— BEGIN Available data —
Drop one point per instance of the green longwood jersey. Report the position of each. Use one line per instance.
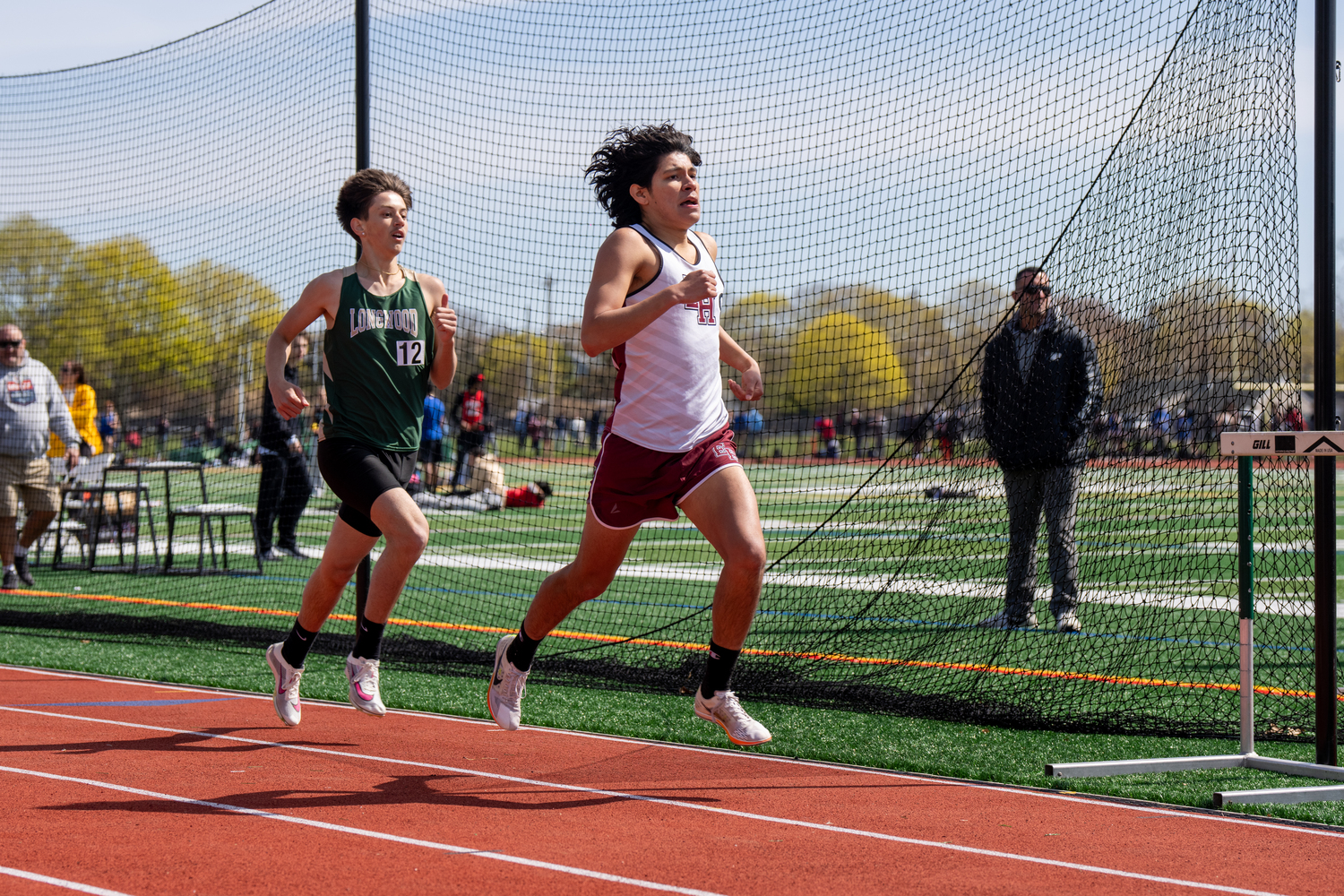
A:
(375, 365)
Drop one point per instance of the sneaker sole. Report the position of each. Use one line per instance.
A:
(273, 694)
(367, 708)
(741, 743)
(499, 657)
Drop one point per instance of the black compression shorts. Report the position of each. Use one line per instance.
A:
(359, 473)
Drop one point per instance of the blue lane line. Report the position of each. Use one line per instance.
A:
(126, 702)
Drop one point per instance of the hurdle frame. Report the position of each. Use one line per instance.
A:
(1245, 446)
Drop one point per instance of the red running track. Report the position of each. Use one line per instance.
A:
(142, 788)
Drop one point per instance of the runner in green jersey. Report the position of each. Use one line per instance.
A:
(389, 336)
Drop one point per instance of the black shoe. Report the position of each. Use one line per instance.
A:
(21, 565)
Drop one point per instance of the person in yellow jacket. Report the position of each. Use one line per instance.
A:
(83, 409)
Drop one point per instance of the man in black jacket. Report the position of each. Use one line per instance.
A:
(1039, 392)
(284, 473)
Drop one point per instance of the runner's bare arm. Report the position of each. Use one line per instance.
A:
(320, 298)
(444, 320)
(737, 358)
(623, 263)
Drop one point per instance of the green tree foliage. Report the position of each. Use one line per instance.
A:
(521, 366)
(840, 362)
(230, 316)
(153, 340)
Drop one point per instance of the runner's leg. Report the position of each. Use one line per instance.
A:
(725, 511)
(601, 552)
(408, 532)
(344, 549)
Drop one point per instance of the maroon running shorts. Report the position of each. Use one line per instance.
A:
(634, 484)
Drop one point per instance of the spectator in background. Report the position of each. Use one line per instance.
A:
(1161, 427)
(1039, 392)
(432, 440)
(752, 426)
(1185, 427)
(109, 427)
(31, 409)
(161, 432)
(521, 425)
(949, 435)
(857, 432)
(535, 429)
(825, 443)
(83, 411)
(470, 409)
(878, 433)
(284, 489)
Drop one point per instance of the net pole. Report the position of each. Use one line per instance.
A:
(1246, 594)
(1324, 301)
(360, 85)
(365, 570)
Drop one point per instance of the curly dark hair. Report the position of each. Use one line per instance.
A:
(631, 156)
(358, 193)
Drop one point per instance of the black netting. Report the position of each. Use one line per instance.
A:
(874, 175)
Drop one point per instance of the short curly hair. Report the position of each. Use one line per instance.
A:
(631, 156)
(358, 193)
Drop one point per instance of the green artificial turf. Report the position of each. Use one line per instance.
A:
(978, 753)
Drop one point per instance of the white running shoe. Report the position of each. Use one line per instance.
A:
(725, 711)
(363, 685)
(504, 696)
(1003, 621)
(287, 685)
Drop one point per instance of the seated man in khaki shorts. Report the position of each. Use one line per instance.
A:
(31, 408)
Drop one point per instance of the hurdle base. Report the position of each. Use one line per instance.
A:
(1234, 761)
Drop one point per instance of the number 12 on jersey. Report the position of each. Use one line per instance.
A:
(410, 352)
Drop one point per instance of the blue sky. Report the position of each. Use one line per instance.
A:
(59, 34)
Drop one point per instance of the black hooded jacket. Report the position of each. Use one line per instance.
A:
(1042, 422)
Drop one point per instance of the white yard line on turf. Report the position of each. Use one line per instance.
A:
(908, 841)
(750, 756)
(56, 882)
(376, 834)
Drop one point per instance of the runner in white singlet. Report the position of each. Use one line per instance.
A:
(668, 389)
(653, 301)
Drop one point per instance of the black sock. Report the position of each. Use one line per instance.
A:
(297, 645)
(521, 650)
(368, 638)
(718, 667)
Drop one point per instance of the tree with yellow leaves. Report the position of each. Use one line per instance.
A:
(839, 362)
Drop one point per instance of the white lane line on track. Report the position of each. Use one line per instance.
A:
(374, 834)
(56, 882)
(677, 804)
(910, 841)
(710, 751)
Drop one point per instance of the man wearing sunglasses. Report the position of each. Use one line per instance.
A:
(1039, 392)
(31, 408)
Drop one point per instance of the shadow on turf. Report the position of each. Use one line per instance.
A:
(400, 790)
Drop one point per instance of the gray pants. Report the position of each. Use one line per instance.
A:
(1030, 492)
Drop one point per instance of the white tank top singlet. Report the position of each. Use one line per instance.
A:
(668, 387)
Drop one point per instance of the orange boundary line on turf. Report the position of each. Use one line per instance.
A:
(691, 645)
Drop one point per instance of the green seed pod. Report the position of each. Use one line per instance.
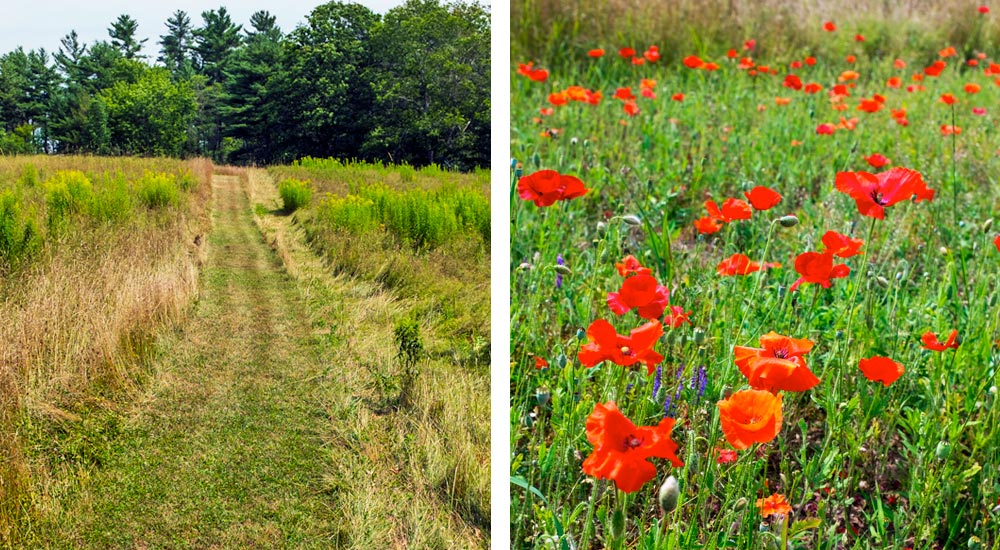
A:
(788, 221)
(669, 493)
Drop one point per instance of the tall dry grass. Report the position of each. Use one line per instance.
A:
(81, 317)
(555, 30)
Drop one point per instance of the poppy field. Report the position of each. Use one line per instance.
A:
(754, 294)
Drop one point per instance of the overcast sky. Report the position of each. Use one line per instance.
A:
(43, 23)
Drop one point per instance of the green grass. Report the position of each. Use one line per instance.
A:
(904, 466)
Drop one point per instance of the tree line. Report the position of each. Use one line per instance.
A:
(410, 86)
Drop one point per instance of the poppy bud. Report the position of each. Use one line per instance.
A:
(669, 492)
(543, 396)
(788, 221)
(943, 450)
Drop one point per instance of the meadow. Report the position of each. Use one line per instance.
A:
(754, 279)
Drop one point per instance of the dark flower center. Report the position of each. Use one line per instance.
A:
(631, 442)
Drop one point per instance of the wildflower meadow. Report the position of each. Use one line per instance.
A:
(754, 291)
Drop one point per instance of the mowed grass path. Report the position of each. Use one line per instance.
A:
(228, 450)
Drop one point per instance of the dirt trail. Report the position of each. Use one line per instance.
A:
(227, 451)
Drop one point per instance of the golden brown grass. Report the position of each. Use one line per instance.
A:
(80, 318)
(549, 29)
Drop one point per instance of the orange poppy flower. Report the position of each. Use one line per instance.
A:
(878, 160)
(793, 82)
(642, 293)
(932, 343)
(881, 369)
(762, 198)
(842, 245)
(604, 344)
(707, 225)
(777, 365)
(874, 192)
(693, 62)
(750, 416)
(622, 450)
(773, 505)
(812, 88)
(630, 265)
(818, 268)
(545, 187)
(740, 264)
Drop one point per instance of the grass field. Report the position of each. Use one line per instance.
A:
(754, 420)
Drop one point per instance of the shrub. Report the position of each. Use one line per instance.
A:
(295, 194)
(157, 190)
(70, 193)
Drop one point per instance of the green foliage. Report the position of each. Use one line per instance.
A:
(69, 193)
(19, 234)
(157, 190)
(295, 194)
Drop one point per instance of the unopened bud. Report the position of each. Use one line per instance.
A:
(788, 221)
(669, 493)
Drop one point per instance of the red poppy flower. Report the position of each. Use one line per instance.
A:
(877, 160)
(538, 75)
(725, 456)
(773, 505)
(622, 450)
(642, 293)
(793, 82)
(740, 264)
(762, 198)
(881, 369)
(630, 265)
(750, 416)
(607, 345)
(874, 192)
(707, 225)
(624, 94)
(842, 245)
(778, 365)
(693, 62)
(932, 343)
(545, 187)
(818, 268)
(677, 317)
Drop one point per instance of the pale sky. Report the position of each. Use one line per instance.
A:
(43, 23)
— END Available data —
What to work on: Please format these items as a two-column CSV with the columns "request" and "answer", one row per item, each value in a single quoted field with line breaks replaced by spaces. Leave out the pictures.

Task output:
request,answer
"Drop one point per instance of the green longwood jersey. Report the position of each. Use one line per instance. A:","(375, 365)"
"Drop one point per instance of the sneaker sole. Report the position of each. Use one line per instance. A:","(273, 694) (367, 708) (741, 743) (499, 657)"
"Drop one point per instance of the black compression shorts. Report the position of each. Use one line per instance. A:","(359, 473)"
"Drop one point per instance of the blue lane line. Report the position of each. Use one line per instance. A:","(126, 702)"
"Drop one point per instance of the hurdle frame. Report the position of each. Use one line per instance. A:","(1245, 446)"
"Drop one point per instance of the red running track. Report the position of each. Use one line per instance. A:","(142, 788)"
"Drop one point per instance of the runner in green jersey. Report the position of each. Use one line per instance. A:","(389, 336)"
"Drop one point per instance of the black shoe. Report the position of each. Use one line per instance. A:","(21, 565)"
"Drop one point per instance of the person in yellow jacket. Report the position of each. Use one line per instance. A:","(83, 409)"
"Drop one point per instance of the man in black jacket. Report the position of each. Use one line per instance. A:","(1039, 392) (284, 473)"
"Drop one point per instance of the runner's bare arm. Report the position of each. Use one line per instance. A:","(320, 298) (444, 320) (737, 358) (623, 263)"
"Drop one point per instance of the green tree foliage. Report the position of each. Use one line per instance. A:","(521, 366) (840, 362) (230, 316) (153, 340)"
"Drop one point per instance of the runner's leg. Report the position of each. Use one line per instance. A:","(725, 511) (601, 552) (408, 532) (344, 549)"
"Drop one point per instance of the maroon running shorts. Report the position of each. Use one line per instance. A:","(634, 484)"
"Drop one point per instance of the spectator in background. Report the position of each. Use one line per instance. A:","(1161, 427) (1039, 392) (432, 440) (752, 426) (1185, 427) (109, 427) (31, 409) (161, 432) (521, 425) (949, 435) (857, 432) (535, 429) (825, 443) (83, 411) (470, 409) (878, 433) (284, 489)"
"Drop one point per instance of the net pole. Report the position of each. Use one line per instance. A:","(1246, 594) (1324, 301) (360, 85) (365, 570)"
"Drop one point per instance of the curly dark hair. Report the position of each. Use one line per instance. A:","(631, 156) (358, 193)"
"Drop one point per instance of the black netting. Report the position of each. Use one line per instance. A:","(874, 175)"
"Drop one point per instance of the short curly hair. Report the position of each. Use one line per instance. A:","(631, 156) (358, 193)"
"Drop one point per instance of the green artificial turf. Report the position of each. Use one line per instance. A:","(978, 753)"
"Drop one point per instance of the white running shoe. Report the position of each. Use one line per instance. A:","(725, 711) (363, 685) (504, 696) (1003, 621) (287, 685)"
"Drop one point per instance of the seated man in khaki shorts. Report the position of each. Use one line per instance. A:","(31, 408)"
"Drop one point per instance of the hurdle base. Report the position of each. Use one line per instance. A:","(1234, 761)"
"Drop one point per instance of the number 12 on jersey. Report the position of each. Use one line per instance. A:","(410, 352)"
"Drop one point per instance of the blue sky. Report the position of each. Use one line per instance. A:","(59, 34)"
"Drop one point per instance of the black hooded jacket. Report the position of each. Use one line per instance. A:","(1042, 422)"
"Drop one point per instance of the white yard line on turf. Report the position of each. Use one line per instance. A:","(908, 841) (750, 756) (56, 882) (376, 834)"
"Drop one point per instance of the runner in white singlet. Report the position of each. Use one line per instance. A:","(668, 389) (653, 301)"
"Drop one point per instance of the black sock. Report the position of each. Use one line per instance. A:","(297, 645) (521, 650) (368, 638) (718, 667)"
"Drop one point per instance of the tree with yellow leaves. Report the position of each. Use one line per instance. A:","(839, 362)"
"Drop one point per instance of the white lane line on track. Report the position of each. Use one line per instance. A:","(374, 834) (56, 882) (677, 804) (910, 841) (710, 751)"
"Drop one point per instance of the man wearing sunglasses. Report the position of each. Use one line per instance. A:","(1039, 392) (31, 408)"
"Drop one point per instance of the shadow on turf. Report the position of each. Use one line per instance. A:","(400, 790)"
"Drop one point per instance of the gray pants. Report the position of each. Use one line per instance. A:","(1030, 492)"
"Drop one point per instance of the white tank top singlet. Report the position of each. Use one line per instance. A:","(668, 387)"
"Drop one point per instance of the orange boundary line on turf. Report the position of each. Use one line per instance. A:","(691, 645)"
"Drop one point per instance of the green seed pod. Report the position of each. Use one line per instance. A:","(788, 221) (669, 493)"
"Drop one point per instance of the tall dry grass. Report the position of each. Use one line per instance. A:","(81, 317) (555, 30)"
"Drop one point per instance of the poppy field. Report the position of each. Use one line per instance. A:","(754, 294)"
"Drop one point per instance of the overcast sky. Report the position of each. Use one line per instance. A:","(43, 23)"
"Drop one point per instance of the green grass. Report the position of each. Use one line per instance. A:","(904, 466)"
"Drop one point per instance of the tree line. Report the position of each. Use one line per instance. A:","(410, 86)"
"Drop one point per instance of the poppy bud. Report the position of each. Use one line per instance. A:","(669, 492) (543, 396) (788, 221) (943, 450)"
"Drop one point per instance of the meadow. Report the position of each. Use one line per instance. A:","(754, 279)"
"Drop one point per instance of the dark flower center. Report the position of each. Use one line per instance. A:","(631, 442)"
"Drop one point per instance of the wildflower meadow. Report the position of each. Use one line per instance. A:","(754, 291)"
"Drop one point per instance of the mowed grass path. Report the position of each. Use one line per instance. A:","(228, 450)"
"Drop one point per instance of the dirt trail. Report the position of each. Use one line per instance. A:","(227, 451)"
"Drop one point per instance of the golden brown grass. Report the position of each. Use one line per instance. A:","(80, 318) (549, 29)"
"Drop one point per instance of the orange poppy flower. Report the position of each. Use one line per instance. A:","(878, 160) (793, 82) (642, 293) (932, 343) (881, 369) (762, 198) (842, 245) (604, 344) (707, 225) (777, 365) (874, 192) (693, 62) (750, 416) (622, 450) (773, 505) (812, 88) (630, 265) (818, 268) (545, 187) (740, 264)"
"Drop one point per instance of the grass field. Report the position of each. Use one line per instance. A:","(754, 420)"
"Drop one point per instance of the shrub. Report the position of each. Use one line per instance. A:","(295, 194) (157, 190) (70, 193)"
"Drop one point per instance of the green foliage. Report the position of each. Use one line per instance. A:","(69, 193) (19, 234) (157, 190) (295, 194)"
"Drop one point per instance of the unopened bud. Report the position of each. Use one line per instance. A:","(788, 221) (669, 493)"
"Drop one point per instance of the red poppy flower. Report the position of each. Use one line per instance. A:","(877, 160) (538, 75) (725, 456) (773, 505) (622, 450) (642, 293) (793, 82) (740, 264) (762, 198) (881, 369) (630, 265) (750, 416) (607, 345) (874, 192) (707, 225) (624, 94) (842, 245) (778, 365) (693, 62) (932, 343) (545, 187) (818, 268) (677, 317)"
"Drop one point per instance of the pale sky. Report the position of each. Use one line per instance. A:","(43, 23)"